EXCERPTED PASSAGE START

The abuser uses verbal intimidation and degradation to communicate to the victim that she has no power in their relationship. He uses words as weapons to embarrass and humiliate her. He screams at her as if she was a criminal on the street — his voice and face changes; he uses vile language. He tells the victim she is no better than the whores and scumbags he deals with on the job every day.
Sometimes the verbal attack is used to provoke a confrontation for which he can then retaliate. If the verbal intimidation fails to gain control or earn the appropriate level of respect desired, the police abuser uses his training in the use of physical force. He then blames the victim for pushing him too far and making him batter her.
Physical abuse in police-perpetrated domestic violence is extremely brutal. It includes punching, choking, kicking, choke holds and body slams as well as techniques that inflict great pain yet leave no bruises or broken bones. He may hold a loaded gun to the victim's head or a fire a shot in close proximity to her sleeping child.
The abuser reinforces the victim's sense of isolation and hopelessness by frequently reminding her that there is no escape. He tells her she can call the police, but asks her who she thinks they will believe — him, or her? He tells her she can leave, but wherever she goes he will hunt her down. She can press charges against him, but she does not have enough evidence or credibility to make them stick. If she does manage to get him convicted, he will lose his job and then she will have no financial support for their children. He threatens that if he loses his job, she will lose her life.
Community Response Missing
If the victim has ever tried to escape before, she knows the truth in what he is saying. The victim knows that he will find her if she goes to a shelter because he knows or can easily find out where shelters are located. Most of her family and friends are afraid of him and afraid to be involved.
In general, the smaller the town, the fewer options she has; and the higher his rank, the fewer people who are willing to help her.
If the woman calls the police, she sees that when the police arrive at the scene and learn that the alleged perpetrator is a police officer, a shift takes place. The responding officers are now responding not to the victim of a crime, but to an officer in need.
Because most police departments do not have a policy addressing police-perpetrated domestic violence, the responding officers, who are the abuser's colleagues, use their discretion in handling the call. The responding officers are likely to discourage the victim from signing a complaint. They urge her to consider his career, to think about all the good things they share, to think about their kids. They assure her that he's a good man and a good police officer, that he's just under a lot of stress. They promise to talk to him off the record and invoke the code of silence. The responding officers do not inform their superiors and life goes on, for the abuser, as if nothing ever happened.

EXCERPTED PASSAGE END
EXCERPTED RECORDS START

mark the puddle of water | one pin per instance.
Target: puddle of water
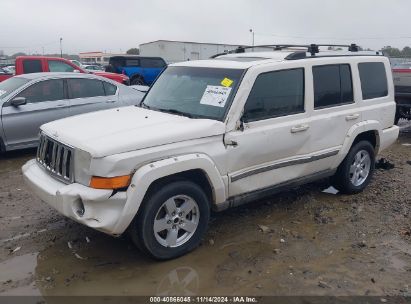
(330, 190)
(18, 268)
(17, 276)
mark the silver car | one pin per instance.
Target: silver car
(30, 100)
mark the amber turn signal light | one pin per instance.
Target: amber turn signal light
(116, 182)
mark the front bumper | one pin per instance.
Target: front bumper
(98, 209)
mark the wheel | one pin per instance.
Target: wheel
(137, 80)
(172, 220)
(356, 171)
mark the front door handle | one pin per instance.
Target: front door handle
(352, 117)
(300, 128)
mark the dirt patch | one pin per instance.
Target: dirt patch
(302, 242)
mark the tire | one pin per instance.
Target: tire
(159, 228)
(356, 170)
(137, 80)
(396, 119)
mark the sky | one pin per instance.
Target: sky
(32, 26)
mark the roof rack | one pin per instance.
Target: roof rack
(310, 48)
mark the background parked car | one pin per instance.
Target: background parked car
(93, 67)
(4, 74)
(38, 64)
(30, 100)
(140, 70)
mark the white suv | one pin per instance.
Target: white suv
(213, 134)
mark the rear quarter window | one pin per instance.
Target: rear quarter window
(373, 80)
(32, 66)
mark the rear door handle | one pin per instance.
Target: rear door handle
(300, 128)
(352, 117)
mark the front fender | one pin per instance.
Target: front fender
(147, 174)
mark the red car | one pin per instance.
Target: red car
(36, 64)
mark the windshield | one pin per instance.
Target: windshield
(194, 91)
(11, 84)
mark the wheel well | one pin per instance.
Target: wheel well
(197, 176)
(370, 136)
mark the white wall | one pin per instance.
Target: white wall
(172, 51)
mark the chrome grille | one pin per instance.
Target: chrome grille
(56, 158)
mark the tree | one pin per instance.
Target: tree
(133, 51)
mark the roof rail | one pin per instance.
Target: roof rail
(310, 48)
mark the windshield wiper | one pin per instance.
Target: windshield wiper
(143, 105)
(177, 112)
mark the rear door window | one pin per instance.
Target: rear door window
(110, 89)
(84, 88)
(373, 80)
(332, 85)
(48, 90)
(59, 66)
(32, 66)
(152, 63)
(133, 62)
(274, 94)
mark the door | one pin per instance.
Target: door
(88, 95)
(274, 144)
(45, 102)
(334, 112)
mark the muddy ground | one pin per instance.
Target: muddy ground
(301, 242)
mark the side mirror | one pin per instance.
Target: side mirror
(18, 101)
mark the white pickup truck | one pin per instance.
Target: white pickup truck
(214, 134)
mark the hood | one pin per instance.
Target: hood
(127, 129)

EXCERPTED RECORDS END
EXCERPTED RECORDS START

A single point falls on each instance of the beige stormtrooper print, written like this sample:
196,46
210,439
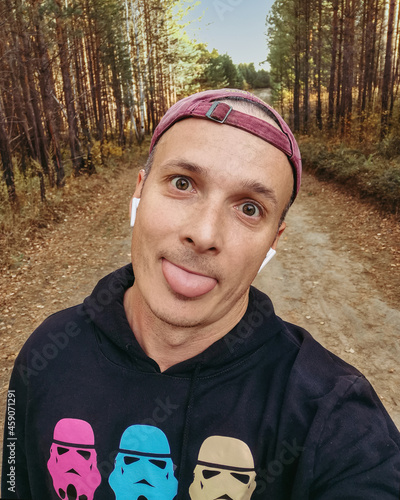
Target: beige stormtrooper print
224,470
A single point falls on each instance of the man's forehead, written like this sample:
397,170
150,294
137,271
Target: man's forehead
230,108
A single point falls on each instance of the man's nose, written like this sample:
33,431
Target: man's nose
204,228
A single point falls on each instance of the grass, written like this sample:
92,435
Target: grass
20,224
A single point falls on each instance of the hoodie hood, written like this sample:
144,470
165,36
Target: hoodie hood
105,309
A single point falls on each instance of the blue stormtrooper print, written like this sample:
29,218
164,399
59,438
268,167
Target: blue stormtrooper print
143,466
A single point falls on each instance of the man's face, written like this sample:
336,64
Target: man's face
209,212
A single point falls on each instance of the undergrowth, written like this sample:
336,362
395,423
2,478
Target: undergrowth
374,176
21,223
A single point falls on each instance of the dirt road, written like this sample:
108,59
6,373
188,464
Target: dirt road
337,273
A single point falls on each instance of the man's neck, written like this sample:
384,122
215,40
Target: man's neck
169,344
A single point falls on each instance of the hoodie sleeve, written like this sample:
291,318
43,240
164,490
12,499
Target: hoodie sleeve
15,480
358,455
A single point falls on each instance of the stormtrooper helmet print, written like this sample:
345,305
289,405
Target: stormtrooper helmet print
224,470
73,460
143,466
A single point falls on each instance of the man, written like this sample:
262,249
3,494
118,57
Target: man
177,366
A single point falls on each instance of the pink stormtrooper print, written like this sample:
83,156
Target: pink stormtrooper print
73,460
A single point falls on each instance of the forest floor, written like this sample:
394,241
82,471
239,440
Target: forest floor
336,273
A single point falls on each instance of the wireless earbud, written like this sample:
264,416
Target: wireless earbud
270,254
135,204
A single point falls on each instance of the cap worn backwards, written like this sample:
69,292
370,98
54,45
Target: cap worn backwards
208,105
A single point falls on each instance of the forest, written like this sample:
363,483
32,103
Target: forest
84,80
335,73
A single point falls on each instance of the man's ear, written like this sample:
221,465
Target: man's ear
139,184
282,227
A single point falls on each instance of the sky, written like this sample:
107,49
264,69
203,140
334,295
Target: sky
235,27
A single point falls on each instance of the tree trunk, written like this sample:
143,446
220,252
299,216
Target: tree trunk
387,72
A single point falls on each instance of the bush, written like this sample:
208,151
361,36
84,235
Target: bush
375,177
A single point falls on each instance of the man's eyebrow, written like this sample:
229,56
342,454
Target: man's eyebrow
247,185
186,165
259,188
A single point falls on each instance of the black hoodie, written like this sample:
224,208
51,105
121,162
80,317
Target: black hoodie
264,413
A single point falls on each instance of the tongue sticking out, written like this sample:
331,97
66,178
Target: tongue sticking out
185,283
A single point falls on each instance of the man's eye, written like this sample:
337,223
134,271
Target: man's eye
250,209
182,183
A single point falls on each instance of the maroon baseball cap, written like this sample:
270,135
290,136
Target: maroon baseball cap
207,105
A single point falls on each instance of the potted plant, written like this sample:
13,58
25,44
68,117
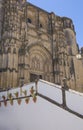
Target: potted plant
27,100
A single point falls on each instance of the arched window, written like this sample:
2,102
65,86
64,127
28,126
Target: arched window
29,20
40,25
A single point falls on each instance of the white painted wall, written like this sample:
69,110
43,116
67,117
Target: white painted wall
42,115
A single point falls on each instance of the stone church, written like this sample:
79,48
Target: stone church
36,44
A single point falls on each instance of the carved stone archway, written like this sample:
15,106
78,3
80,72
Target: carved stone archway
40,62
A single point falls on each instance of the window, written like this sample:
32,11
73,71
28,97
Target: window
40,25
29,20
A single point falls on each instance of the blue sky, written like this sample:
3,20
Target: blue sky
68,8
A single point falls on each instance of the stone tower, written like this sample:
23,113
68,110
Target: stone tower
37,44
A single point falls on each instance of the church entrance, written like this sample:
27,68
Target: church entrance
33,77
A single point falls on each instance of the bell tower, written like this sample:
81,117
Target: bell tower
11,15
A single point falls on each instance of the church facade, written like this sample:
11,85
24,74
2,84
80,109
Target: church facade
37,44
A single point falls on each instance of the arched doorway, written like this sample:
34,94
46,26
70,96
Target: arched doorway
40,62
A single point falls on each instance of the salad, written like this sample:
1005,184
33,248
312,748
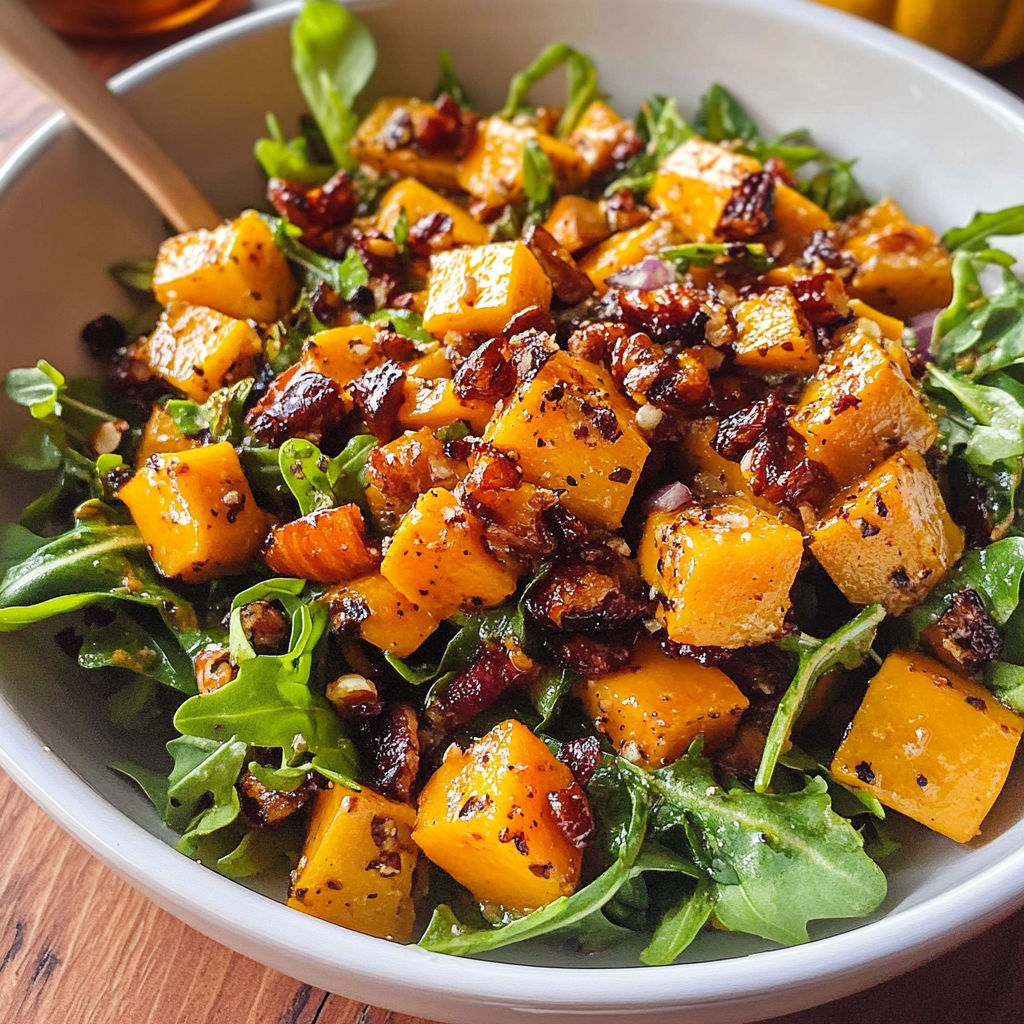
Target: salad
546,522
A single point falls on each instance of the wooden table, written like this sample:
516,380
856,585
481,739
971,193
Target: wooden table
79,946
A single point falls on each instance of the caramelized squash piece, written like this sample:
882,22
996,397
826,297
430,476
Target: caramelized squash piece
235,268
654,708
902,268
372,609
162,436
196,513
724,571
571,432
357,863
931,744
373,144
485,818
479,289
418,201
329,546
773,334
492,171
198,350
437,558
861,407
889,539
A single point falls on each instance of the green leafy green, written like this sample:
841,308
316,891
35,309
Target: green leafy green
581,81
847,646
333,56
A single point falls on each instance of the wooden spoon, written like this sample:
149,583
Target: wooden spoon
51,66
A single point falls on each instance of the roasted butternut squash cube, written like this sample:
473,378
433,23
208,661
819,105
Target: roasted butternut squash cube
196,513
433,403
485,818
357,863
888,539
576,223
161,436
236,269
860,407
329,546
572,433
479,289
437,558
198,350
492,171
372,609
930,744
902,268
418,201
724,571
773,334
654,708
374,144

EXCERPTED RECORDS END
EXCERPTED RECORDS START

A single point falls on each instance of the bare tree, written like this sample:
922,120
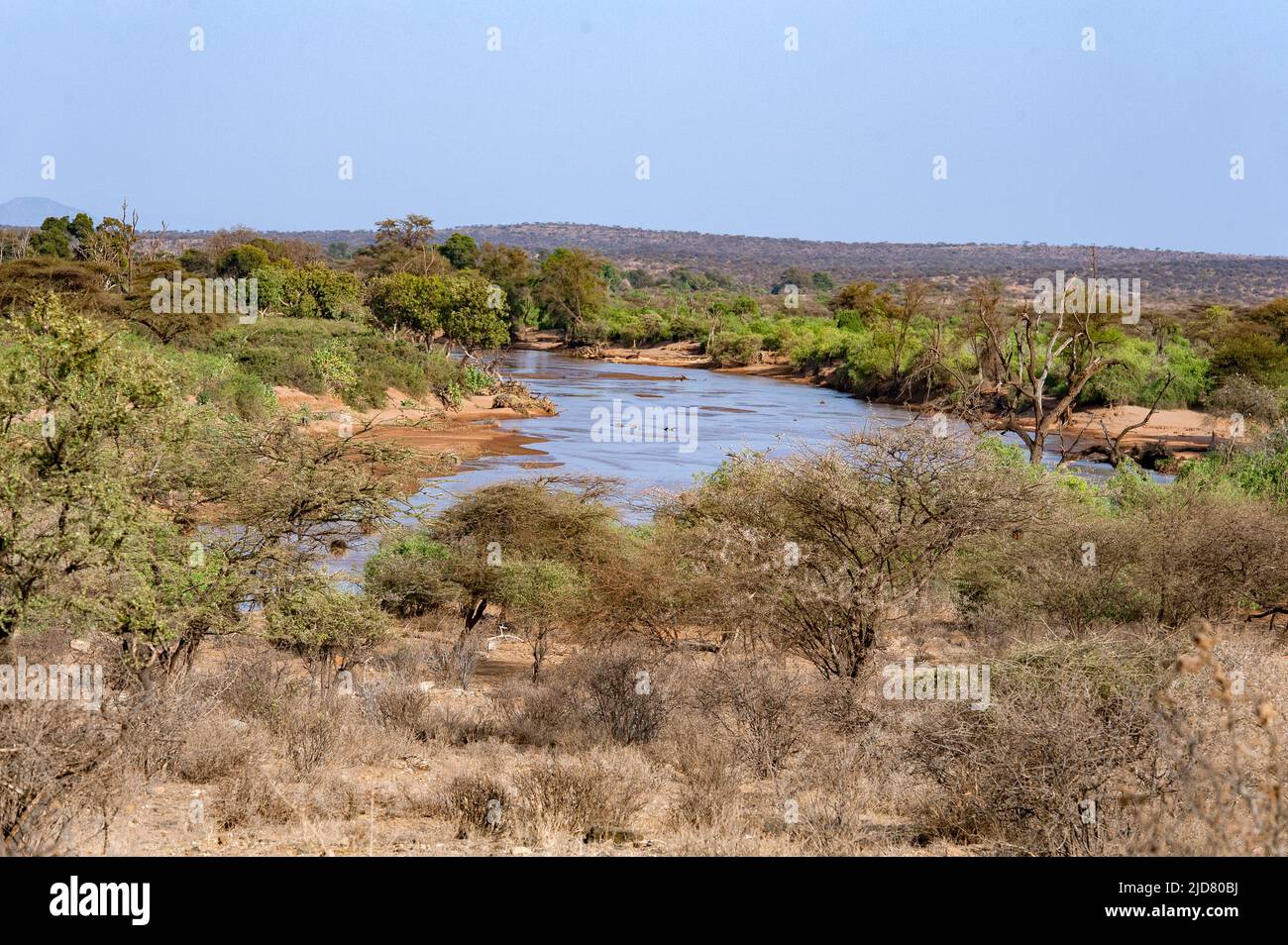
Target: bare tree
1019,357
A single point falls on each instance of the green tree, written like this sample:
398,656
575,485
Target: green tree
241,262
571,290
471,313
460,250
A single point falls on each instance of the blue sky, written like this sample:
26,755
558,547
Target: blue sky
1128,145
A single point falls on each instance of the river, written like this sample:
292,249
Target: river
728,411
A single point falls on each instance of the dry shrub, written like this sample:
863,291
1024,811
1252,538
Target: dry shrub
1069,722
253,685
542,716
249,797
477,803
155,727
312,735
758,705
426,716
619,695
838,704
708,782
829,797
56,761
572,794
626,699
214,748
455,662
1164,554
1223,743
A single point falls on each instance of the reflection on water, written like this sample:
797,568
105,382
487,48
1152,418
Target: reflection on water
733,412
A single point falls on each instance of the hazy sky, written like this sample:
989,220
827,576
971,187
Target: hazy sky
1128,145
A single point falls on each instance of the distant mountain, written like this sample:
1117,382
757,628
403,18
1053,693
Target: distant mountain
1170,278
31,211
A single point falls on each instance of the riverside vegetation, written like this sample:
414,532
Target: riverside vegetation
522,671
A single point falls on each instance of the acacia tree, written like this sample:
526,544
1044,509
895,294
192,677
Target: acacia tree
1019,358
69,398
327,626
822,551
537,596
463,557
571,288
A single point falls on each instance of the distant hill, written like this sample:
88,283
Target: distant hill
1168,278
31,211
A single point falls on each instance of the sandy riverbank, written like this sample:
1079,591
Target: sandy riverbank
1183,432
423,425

EXCERPTED RECORDS END

[THE TASK] Please set down part of the passage on police-perpetrated domestic violence word for word, starting at the words "Physical abuse in" and stopping after "her sleeping child.".

[WRITTEN REPLY]
Physical abuse in police-perpetrated domestic violence is extremely brutal. It includes punching, choking, kicking, choke holds and body slams as well as techniques that inflict great pain yet leave no bruises or broken bones. He may hold a loaded gun to the victim's head or a fire a shot in close proximity to her sleeping child.